## Given task
Rewrite these lines with "marker" substituted for every "pin", leaving everything else the same.

BEGIN Dataset extract

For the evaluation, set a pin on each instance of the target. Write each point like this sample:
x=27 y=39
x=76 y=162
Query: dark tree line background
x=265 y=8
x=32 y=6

END Dataset extract

## Complete response
For the evaluation, set a marker on each instance of the target. Write each point like this sample:
x=27 y=39
x=76 y=162
Query: dark tree line background
x=265 y=8
x=32 y=6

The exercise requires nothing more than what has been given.